__Material shown__.
▬▬▬▬▬▬
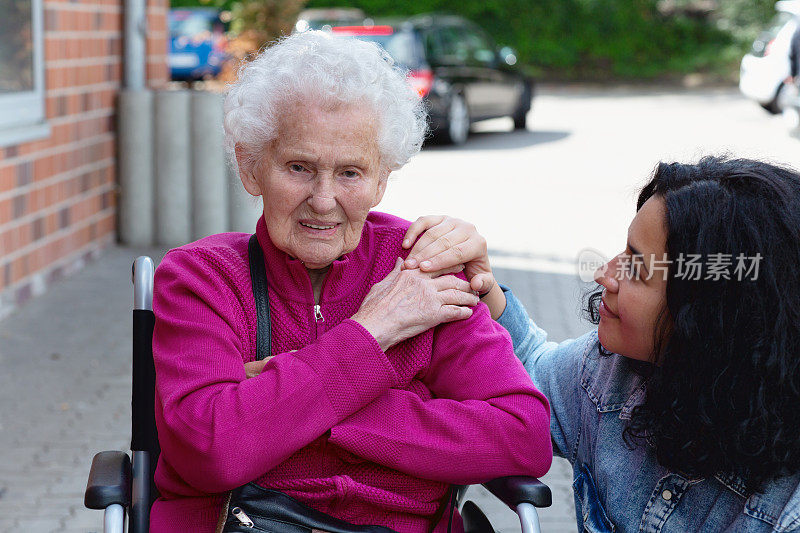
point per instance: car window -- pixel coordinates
(478, 46)
(452, 46)
(182, 24)
(402, 46)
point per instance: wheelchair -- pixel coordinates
(120, 484)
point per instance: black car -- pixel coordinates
(456, 67)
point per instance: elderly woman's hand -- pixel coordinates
(408, 302)
(446, 242)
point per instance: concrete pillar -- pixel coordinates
(136, 210)
(209, 176)
(173, 167)
(244, 209)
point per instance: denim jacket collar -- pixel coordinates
(612, 386)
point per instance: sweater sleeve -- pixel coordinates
(219, 430)
(486, 420)
(555, 369)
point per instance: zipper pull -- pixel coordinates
(243, 518)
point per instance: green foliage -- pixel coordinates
(592, 39)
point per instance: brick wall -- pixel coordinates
(58, 194)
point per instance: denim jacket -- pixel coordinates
(621, 489)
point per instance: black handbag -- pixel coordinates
(254, 508)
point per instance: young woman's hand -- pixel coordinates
(446, 242)
(407, 302)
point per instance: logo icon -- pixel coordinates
(589, 261)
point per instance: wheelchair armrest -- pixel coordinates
(513, 490)
(109, 481)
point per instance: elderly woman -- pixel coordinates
(384, 386)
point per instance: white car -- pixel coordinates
(765, 68)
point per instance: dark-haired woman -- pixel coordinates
(681, 412)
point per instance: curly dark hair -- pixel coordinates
(724, 393)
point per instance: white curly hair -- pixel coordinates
(316, 66)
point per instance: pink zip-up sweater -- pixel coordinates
(366, 436)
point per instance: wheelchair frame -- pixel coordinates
(116, 483)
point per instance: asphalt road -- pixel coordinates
(570, 182)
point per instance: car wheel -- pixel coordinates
(520, 116)
(457, 127)
(776, 105)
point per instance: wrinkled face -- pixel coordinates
(635, 284)
(318, 181)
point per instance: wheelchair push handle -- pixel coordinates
(142, 273)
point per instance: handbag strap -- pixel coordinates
(258, 278)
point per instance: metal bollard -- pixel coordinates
(136, 202)
(173, 167)
(209, 187)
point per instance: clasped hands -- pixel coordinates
(418, 294)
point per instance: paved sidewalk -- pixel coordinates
(65, 391)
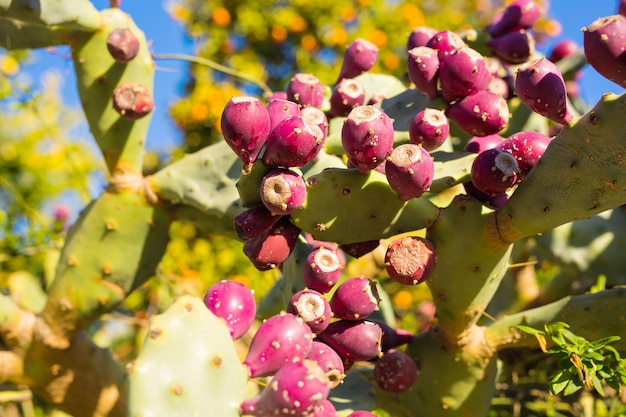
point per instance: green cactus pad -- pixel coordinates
(97, 75)
(187, 367)
(345, 206)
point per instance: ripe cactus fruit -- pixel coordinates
(298, 389)
(283, 191)
(410, 171)
(234, 303)
(395, 371)
(494, 171)
(429, 128)
(354, 299)
(279, 340)
(367, 137)
(410, 260)
(540, 86)
(359, 57)
(603, 42)
(245, 124)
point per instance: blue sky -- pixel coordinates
(167, 37)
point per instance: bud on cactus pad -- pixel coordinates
(410, 260)
(245, 125)
(132, 100)
(367, 137)
(297, 389)
(279, 340)
(233, 302)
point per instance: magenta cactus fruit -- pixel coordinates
(494, 171)
(462, 72)
(306, 90)
(540, 86)
(297, 389)
(283, 191)
(322, 268)
(410, 171)
(355, 298)
(480, 114)
(279, 340)
(312, 308)
(395, 372)
(359, 57)
(353, 340)
(234, 303)
(429, 128)
(245, 125)
(293, 142)
(423, 70)
(603, 42)
(367, 137)
(410, 260)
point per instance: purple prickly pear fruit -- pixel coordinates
(410, 260)
(123, 45)
(322, 269)
(253, 222)
(271, 248)
(293, 142)
(283, 191)
(480, 114)
(494, 171)
(279, 340)
(429, 128)
(367, 137)
(297, 389)
(353, 340)
(354, 299)
(245, 125)
(329, 361)
(233, 302)
(514, 47)
(410, 170)
(603, 42)
(540, 86)
(279, 110)
(346, 95)
(423, 70)
(359, 57)
(312, 307)
(462, 72)
(306, 90)
(395, 371)
(420, 36)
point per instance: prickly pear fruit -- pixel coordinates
(603, 42)
(410, 260)
(353, 340)
(279, 340)
(293, 143)
(395, 371)
(429, 128)
(329, 361)
(245, 125)
(312, 308)
(410, 171)
(306, 90)
(540, 86)
(234, 303)
(359, 57)
(355, 298)
(297, 389)
(321, 269)
(367, 137)
(494, 171)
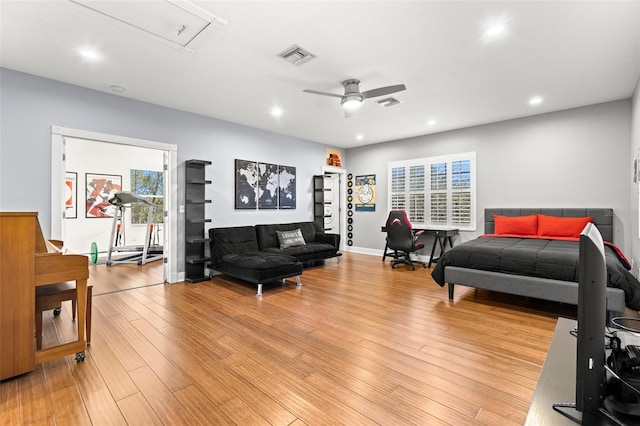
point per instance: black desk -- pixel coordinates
(440, 238)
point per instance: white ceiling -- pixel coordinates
(570, 53)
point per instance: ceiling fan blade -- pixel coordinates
(315, 92)
(380, 91)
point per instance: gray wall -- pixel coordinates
(572, 158)
(31, 105)
(633, 211)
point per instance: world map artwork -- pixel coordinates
(264, 185)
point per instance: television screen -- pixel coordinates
(592, 307)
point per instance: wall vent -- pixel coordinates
(387, 102)
(297, 55)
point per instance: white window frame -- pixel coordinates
(427, 162)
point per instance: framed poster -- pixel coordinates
(287, 187)
(246, 184)
(333, 157)
(100, 188)
(71, 195)
(267, 186)
(365, 193)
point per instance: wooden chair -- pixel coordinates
(51, 296)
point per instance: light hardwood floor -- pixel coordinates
(358, 343)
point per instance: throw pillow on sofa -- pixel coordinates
(290, 238)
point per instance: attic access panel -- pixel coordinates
(177, 22)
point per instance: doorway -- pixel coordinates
(64, 138)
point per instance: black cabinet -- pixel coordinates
(321, 213)
(194, 221)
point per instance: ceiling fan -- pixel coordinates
(353, 97)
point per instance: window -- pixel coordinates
(435, 191)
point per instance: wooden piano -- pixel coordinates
(27, 260)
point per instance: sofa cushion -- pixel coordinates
(236, 239)
(290, 238)
(259, 267)
(268, 238)
(306, 253)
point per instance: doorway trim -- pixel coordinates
(58, 134)
(330, 170)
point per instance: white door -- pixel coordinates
(332, 203)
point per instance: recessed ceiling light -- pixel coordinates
(89, 54)
(276, 111)
(494, 29)
(536, 100)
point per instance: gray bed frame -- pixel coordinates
(539, 288)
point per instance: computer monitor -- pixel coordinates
(592, 308)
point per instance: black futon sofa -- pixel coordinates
(256, 253)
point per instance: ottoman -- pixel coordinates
(259, 267)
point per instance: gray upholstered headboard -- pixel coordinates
(602, 218)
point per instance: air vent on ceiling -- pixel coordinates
(387, 102)
(297, 55)
(178, 23)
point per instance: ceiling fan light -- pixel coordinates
(352, 102)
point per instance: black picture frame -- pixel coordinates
(268, 186)
(246, 184)
(286, 187)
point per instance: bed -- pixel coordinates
(537, 266)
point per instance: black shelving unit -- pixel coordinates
(194, 221)
(319, 199)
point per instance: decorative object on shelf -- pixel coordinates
(194, 220)
(101, 187)
(71, 199)
(365, 193)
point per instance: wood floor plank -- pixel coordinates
(10, 402)
(137, 411)
(96, 396)
(167, 407)
(35, 399)
(203, 409)
(358, 343)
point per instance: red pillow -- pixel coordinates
(525, 226)
(552, 226)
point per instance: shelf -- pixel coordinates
(201, 163)
(199, 220)
(198, 279)
(197, 240)
(197, 260)
(195, 232)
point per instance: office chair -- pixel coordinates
(51, 296)
(402, 239)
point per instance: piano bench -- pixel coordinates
(51, 296)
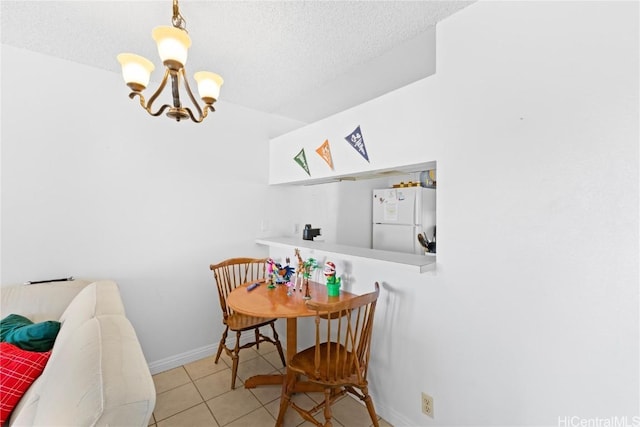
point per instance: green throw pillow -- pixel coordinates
(23, 333)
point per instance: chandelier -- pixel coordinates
(173, 43)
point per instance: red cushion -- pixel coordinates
(18, 370)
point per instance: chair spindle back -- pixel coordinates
(342, 349)
(233, 272)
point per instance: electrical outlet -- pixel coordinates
(427, 404)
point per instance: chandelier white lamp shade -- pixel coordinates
(173, 45)
(208, 85)
(136, 70)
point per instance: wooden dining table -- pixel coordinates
(263, 301)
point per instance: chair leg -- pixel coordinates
(235, 358)
(222, 344)
(327, 407)
(370, 408)
(278, 345)
(287, 386)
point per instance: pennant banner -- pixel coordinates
(301, 159)
(325, 152)
(357, 141)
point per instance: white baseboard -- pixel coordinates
(182, 358)
(393, 417)
(199, 353)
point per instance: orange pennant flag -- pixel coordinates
(325, 152)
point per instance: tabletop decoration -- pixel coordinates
(271, 273)
(309, 265)
(333, 282)
(284, 272)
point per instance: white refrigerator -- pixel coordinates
(399, 215)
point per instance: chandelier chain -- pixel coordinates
(178, 20)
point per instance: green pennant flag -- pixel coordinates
(301, 159)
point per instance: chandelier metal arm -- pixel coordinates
(203, 115)
(193, 98)
(155, 95)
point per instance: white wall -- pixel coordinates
(92, 186)
(532, 314)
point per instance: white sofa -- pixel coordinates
(97, 374)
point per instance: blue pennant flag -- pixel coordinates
(357, 141)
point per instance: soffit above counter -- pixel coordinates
(368, 174)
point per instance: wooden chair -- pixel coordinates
(339, 360)
(228, 275)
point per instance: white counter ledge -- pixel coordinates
(412, 262)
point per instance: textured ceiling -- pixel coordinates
(270, 53)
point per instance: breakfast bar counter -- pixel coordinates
(411, 262)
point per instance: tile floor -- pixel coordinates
(198, 395)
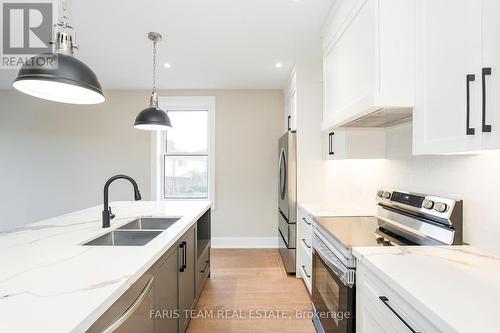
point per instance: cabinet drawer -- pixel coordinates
(305, 265)
(203, 270)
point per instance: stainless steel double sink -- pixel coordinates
(136, 233)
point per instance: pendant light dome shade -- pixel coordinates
(69, 81)
(152, 119)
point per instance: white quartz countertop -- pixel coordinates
(328, 210)
(455, 287)
(49, 282)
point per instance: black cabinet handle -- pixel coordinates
(305, 272)
(385, 300)
(184, 254)
(330, 143)
(469, 130)
(206, 266)
(304, 241)
(486, 71)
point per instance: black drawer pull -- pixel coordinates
(206, 266)
(304, 241)
(486, 71)
(469, 130)
(305, 272)
(385, 300)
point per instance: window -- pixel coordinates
(186, 161)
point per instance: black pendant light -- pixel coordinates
(58, 76)
(153, 118)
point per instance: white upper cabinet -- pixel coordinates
(458, 76)
(368, 59)
(491, 59)
(291, 103)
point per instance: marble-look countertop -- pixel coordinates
(50, 283)
(456, 287)
(328, 210)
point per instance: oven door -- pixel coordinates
(333, 300)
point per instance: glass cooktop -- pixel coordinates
(353, 231)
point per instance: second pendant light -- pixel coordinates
(153, 118)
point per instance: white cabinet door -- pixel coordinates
(448, 47)
(368, 59)
(491, 59)
(349, 66)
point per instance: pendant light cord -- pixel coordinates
(64, 20)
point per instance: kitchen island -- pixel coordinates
(50, 282)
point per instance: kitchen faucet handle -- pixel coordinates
(111, 215)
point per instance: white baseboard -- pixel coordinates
(245, 242)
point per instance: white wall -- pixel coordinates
(55, 158)
(248, 124)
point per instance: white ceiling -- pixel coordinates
(210, 44)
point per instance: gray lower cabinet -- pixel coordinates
(187, 277)
(166, 296)
(130, 313)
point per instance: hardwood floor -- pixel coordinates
(249, 291)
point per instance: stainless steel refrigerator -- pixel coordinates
(287, 202)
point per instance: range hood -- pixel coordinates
(384, 117)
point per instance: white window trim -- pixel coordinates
(158, 144)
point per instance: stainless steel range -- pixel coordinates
(403, 218)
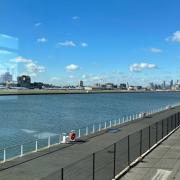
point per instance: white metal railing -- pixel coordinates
(12, 152)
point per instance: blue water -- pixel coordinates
(25, 118)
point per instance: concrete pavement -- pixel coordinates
(41, 164)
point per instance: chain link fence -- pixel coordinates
(107, 163)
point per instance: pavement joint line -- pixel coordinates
(139, 159)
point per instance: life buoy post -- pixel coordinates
(72, 136)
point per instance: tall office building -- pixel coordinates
(81, 84)
(6, 77)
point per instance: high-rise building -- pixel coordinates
(81, 84)
(171, 84)
(24, 81)
(6, 77)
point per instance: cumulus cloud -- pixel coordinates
(72, 67)
(21, 59)
(155, 50)
(4, 52)
(141, 66)
(175, 37)
(42, 40)
(38, 24)
(31, 67)
(66, 44)
(75, 17)
(83, 44)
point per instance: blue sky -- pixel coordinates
(64, 41)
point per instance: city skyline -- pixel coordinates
(64, 42)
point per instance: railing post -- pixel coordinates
(79, 133)
(128, 151)
(60, 138)
(114, 172)
(149, 137)
(162, 129)
(21, 151)
(49, 141)
(140, 152)
(115, 123)
(99, 126)
(36, 149)
(156, 132)
(105, 125)
(93, 166)
(4, 155)
(86, 131)
(62, 174)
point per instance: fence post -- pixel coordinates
(21, 151)
(4, 155)
(62, 173)
(128, 151)
(49, 141)
(156, 132)
(149, 137)
(140, 142)
(167, 125)
(86, 131)
(36, 146)
(93, 166)
(162, 129)
(93, 129)
(60, 138)
(114, 172)
(99, 126)
(115, 123)
(79, 133)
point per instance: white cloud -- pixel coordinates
(55, 78)
(42, 40)
(75, 17)
(4, 52)
(38, 24)
(83, 44)
(8, 37)
(31, 67)
(155, 50)
(67, 44)
(175, 37)
(72, 68)
(141, 66)
(20, 59)
(34, 68)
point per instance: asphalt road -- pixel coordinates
(42, 164)
(163, 163)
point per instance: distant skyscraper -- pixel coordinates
(6, 77)
(164, 85)
(24, 81)
(81, 84)
(171, 83)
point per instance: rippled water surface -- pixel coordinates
(24, 118)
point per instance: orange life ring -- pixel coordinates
(72, 136)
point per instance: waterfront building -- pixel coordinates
(81, 84)
(123, 86)
(5, 78)
(24, 81)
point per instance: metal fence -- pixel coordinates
(107, 163)
(20, 150)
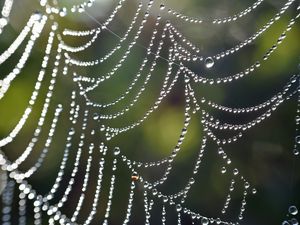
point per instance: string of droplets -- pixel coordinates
(5, 12)
(30, 193)
(215, 20)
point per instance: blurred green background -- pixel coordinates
(264, 155)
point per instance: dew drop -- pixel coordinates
(209, 62)
(223, 170)
(63, 12)
(135, 176)
(37, 16)
(293, 210)
(154, 192)
(297, 139)
(95, 116)
(162, 7)
(235, 171)
(117, 151)
(3, 22)
(178, 208)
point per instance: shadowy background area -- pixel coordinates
(264, 155)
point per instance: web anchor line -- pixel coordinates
(92, 128)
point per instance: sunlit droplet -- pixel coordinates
(293, 210)
(117, 151)
(209, 62)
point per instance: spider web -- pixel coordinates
(96, 171)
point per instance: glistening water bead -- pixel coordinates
(117, 151)
(293, 210)
(209, 62)
(297, 139)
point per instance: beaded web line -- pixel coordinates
(165, 36)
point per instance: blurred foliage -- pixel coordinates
(264, 155)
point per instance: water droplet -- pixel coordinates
(63, 12)
(235, 171)
(135, 176)
(209, 62)
(297, 139)
(95, 116)
(117, 151)
(293, 210)
(3, 22)
(37, 16)
(154, 192)
(223, 170)
(204, 221)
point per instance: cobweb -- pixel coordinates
(82, 90)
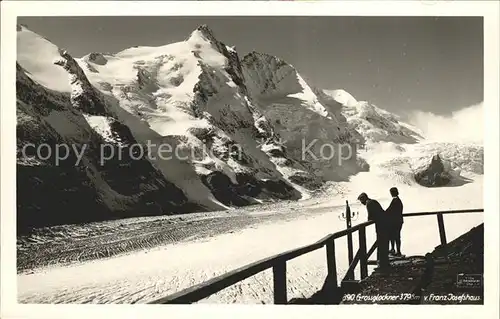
▬▬▬▬▬▬
__What is required__.
Leave out every picture and write out exactly the lines running from the line containing "point per instance: water droplet" to the end of the listing above.

__Your response__.
point per instance: water droplet -- pixel coordinates
(63, 12)
(235, 171)
(135, 176)
(209, 62)
(297, 139)
(95, 116)
(117, 151)
(293, 210)
(3, 22)
(37, 16)
(154, 192)
(223, 170)
(204, 221)
point per instance: cobweb -- pixel coordinates
(82, 90)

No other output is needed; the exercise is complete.